**TASK TO CARRY OUT:** Count the lines in the material below that contain the string "grass", treating uppercase and lowercase letters as distinct, and give only the number.

**DATA EXTRACT:**
-- start --

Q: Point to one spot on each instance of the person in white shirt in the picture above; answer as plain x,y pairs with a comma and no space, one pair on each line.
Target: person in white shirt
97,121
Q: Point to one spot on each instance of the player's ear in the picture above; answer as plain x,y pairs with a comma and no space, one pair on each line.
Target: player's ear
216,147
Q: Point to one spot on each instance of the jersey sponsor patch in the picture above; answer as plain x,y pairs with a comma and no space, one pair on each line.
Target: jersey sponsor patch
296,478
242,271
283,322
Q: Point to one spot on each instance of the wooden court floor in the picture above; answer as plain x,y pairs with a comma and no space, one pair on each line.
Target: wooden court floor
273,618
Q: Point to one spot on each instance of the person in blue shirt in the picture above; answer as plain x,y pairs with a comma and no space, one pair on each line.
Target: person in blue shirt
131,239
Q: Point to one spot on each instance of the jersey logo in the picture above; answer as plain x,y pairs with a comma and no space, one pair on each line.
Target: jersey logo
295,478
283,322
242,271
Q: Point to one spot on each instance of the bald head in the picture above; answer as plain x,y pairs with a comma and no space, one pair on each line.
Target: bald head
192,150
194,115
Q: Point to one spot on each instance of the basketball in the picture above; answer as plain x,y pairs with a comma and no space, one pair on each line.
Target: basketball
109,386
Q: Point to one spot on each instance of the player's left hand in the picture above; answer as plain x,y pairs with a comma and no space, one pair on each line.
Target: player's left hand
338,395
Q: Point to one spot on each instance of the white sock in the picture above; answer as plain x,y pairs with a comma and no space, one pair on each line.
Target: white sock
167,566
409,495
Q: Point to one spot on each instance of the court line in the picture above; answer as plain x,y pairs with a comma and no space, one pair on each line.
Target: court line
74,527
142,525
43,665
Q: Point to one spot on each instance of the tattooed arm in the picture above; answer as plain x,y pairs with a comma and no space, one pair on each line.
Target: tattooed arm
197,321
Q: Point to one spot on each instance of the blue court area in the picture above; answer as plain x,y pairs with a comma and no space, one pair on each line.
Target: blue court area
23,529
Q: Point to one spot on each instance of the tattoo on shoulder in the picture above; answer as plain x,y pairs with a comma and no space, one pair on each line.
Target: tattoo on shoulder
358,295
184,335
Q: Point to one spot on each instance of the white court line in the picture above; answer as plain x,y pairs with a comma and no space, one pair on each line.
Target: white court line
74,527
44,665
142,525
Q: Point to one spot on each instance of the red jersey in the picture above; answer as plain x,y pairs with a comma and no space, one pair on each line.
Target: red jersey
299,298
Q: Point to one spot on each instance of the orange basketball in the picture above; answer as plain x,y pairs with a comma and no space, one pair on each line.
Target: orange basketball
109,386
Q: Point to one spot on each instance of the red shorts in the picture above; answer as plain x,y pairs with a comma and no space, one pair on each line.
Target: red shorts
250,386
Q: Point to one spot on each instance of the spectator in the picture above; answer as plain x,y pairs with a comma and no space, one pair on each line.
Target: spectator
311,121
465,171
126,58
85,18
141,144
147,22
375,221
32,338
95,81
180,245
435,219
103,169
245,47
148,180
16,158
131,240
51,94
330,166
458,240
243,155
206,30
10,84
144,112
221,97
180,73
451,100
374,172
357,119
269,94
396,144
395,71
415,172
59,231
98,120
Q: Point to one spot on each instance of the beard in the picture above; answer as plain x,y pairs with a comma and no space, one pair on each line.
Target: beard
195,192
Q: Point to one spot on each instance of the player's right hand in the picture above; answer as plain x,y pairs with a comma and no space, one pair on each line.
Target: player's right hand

-- end --
-- start --

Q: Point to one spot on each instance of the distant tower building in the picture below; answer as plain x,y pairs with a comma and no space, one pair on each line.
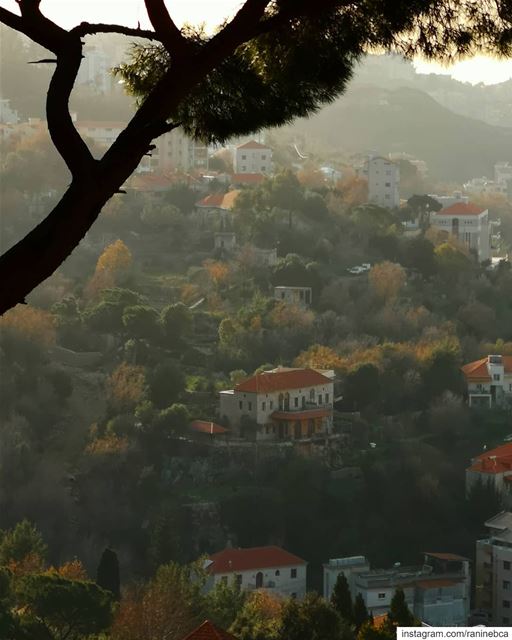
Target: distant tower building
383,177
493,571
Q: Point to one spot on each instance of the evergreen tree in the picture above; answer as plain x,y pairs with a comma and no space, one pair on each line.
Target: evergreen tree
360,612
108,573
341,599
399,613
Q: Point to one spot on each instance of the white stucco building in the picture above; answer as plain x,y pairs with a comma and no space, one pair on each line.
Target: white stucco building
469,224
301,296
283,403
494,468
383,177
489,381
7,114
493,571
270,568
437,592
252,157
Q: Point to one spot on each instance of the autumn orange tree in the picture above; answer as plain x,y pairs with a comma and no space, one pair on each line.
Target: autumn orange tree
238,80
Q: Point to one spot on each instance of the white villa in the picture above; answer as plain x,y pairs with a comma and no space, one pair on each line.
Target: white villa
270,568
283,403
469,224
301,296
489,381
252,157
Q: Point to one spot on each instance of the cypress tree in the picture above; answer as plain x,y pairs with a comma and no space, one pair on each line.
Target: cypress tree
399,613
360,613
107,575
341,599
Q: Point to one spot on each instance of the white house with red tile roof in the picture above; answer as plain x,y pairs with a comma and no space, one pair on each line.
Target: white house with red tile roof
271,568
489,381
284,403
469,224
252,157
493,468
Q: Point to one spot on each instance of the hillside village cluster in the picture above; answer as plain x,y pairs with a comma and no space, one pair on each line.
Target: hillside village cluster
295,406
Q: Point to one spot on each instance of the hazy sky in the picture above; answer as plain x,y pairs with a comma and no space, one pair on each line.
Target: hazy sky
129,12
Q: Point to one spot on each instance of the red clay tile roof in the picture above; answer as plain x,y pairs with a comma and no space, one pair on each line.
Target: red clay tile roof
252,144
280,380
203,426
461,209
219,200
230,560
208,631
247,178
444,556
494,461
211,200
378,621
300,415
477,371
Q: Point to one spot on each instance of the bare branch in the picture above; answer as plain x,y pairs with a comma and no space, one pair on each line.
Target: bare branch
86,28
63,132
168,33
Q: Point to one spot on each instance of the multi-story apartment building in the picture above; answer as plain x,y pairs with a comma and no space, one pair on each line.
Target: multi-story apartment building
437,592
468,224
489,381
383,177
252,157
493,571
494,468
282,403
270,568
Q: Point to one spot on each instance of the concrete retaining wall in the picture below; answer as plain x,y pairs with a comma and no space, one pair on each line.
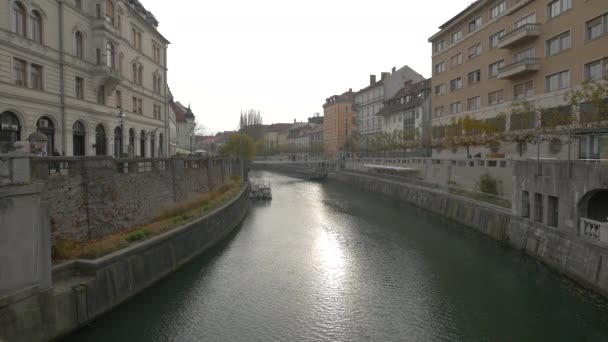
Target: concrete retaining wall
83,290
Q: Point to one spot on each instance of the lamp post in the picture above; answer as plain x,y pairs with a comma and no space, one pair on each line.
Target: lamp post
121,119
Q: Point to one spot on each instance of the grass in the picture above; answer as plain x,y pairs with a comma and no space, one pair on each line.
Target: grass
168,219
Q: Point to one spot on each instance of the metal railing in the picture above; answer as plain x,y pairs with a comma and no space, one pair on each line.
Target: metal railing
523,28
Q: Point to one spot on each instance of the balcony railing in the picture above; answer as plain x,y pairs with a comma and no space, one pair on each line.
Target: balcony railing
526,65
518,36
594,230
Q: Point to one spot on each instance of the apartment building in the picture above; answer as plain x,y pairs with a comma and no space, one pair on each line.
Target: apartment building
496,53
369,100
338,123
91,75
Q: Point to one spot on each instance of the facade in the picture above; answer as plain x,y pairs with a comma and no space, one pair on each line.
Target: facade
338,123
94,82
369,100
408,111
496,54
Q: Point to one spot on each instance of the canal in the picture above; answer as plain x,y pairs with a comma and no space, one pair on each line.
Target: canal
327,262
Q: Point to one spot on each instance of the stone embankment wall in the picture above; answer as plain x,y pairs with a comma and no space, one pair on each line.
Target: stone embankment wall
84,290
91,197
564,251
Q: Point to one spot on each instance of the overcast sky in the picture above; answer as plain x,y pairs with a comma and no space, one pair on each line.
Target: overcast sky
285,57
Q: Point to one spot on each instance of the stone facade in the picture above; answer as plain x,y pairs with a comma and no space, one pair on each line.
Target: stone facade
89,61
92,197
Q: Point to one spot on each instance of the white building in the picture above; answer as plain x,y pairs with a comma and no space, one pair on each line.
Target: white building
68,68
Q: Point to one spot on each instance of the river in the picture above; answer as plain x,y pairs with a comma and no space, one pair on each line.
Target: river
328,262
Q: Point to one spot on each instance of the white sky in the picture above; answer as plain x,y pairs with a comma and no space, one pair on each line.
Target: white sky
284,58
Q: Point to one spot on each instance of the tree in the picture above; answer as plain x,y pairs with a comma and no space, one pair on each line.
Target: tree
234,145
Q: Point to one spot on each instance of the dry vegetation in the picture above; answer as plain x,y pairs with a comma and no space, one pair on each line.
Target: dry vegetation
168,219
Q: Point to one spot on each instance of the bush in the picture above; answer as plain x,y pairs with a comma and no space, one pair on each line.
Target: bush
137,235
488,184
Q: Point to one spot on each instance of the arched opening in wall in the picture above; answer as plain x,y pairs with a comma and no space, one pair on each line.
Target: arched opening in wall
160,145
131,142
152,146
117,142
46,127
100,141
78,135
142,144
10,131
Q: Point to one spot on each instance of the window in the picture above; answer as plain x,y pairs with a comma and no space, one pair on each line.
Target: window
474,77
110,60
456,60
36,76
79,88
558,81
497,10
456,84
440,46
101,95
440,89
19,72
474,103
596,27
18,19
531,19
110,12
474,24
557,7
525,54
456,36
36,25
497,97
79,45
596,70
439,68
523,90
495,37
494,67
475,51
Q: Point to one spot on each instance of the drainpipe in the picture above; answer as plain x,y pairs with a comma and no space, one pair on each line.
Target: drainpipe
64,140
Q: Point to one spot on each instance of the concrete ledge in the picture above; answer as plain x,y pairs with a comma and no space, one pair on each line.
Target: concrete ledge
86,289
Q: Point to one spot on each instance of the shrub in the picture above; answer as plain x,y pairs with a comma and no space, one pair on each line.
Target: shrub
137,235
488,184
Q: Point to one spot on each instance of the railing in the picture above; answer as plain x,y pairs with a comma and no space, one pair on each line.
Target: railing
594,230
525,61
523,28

-- end --

**SOLUTION FOR THIS PROBLEM:** 2